## REQUIRED TASK A
In the listing, take the lines from the one containing "of the refinery" through the one containing "of the reflective" and rewrite them with "Annotation guideline" changed to "Labeling rule", keeping everything else the same. Omit the pictures from your answer.

## SUPPLIED PASSAGE
-------------------------

ACTIVE → SUPERSEDED  (replaced by newer conflicting fact)
       → EXPIRED     (TTL expired, soft deleted)
       → DELETED     (manually deleted)

Nodes in SUPERSEDED, EXPIRED, or DELETED state are excluded from retrieval but kept in storage for audit. Call ctx.prune() to hard-delete them.


Importance Scores

Every node has an importance score between 0.0 and 1.0.

Event Delta
New fact from user +0.10
Used in retrieval +0.02
Daily decay -0.005
Superseded by newer fact -0.10

Nodes with higher importance are prioritized during scoring and selected first when budget is tight.

# Apply decay periodically (call once per day or per session)
sc.apply_decay(user_id)   # single user
sc.apply_decay()          # all users

Deduplication

When a new fact is extracted, SimpleContext checks for similar existing facts using Jaccard similarity:

similarity = |tokens_A ∩ tokens_B| / |tokens_A ∪ tokens_B|

If similarity ≥ 0.65, the new fact supersedes the old one instead of creating a duplicate.

-------------------------

## DATASET EXCERPTS
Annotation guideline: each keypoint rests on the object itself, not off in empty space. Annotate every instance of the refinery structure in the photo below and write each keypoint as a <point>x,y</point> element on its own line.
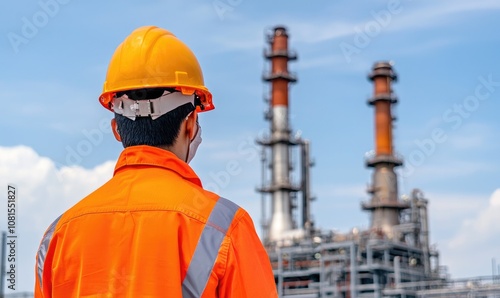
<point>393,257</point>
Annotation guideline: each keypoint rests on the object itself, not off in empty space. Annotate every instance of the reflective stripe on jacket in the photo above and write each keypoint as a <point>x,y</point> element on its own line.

-------------------------

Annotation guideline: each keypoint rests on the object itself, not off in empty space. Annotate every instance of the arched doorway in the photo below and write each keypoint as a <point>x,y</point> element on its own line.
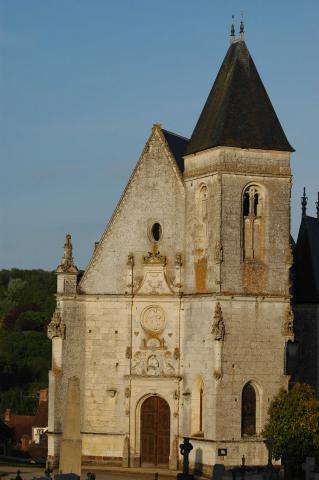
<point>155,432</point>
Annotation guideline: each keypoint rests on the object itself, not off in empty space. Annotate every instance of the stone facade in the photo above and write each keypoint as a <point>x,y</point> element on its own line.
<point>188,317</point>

-------------------------

## REQUIRED TASK B
In the SimpleContext passage, shorten the paragraph beginning "Nodes in SUPERSEDED, EXPIRED, or DELETED state" and keep its main facts.

## CORRECT ANSWER A
Labeling rule: each keypoint rests on the object itself, not off in empty space. Annotate every instance of the refinery structure in the photo below and write each keypoint as a <point>x,y</point> element on its own line.
<point>393,257</point>
Labeling rule: each keypoint rests on the object itself, not off in empty space. Annotate every instance of the reflective stripe on jacket in the photo above and write each keypoint as a <point>x,y</point> element on its own line.

## CORRECT ANSWER B
SUPERSEDED, EXPIRED, and DELETED nodes are left out of retrieval but stay in storage for audit. ctx.prune() hard-deletes them.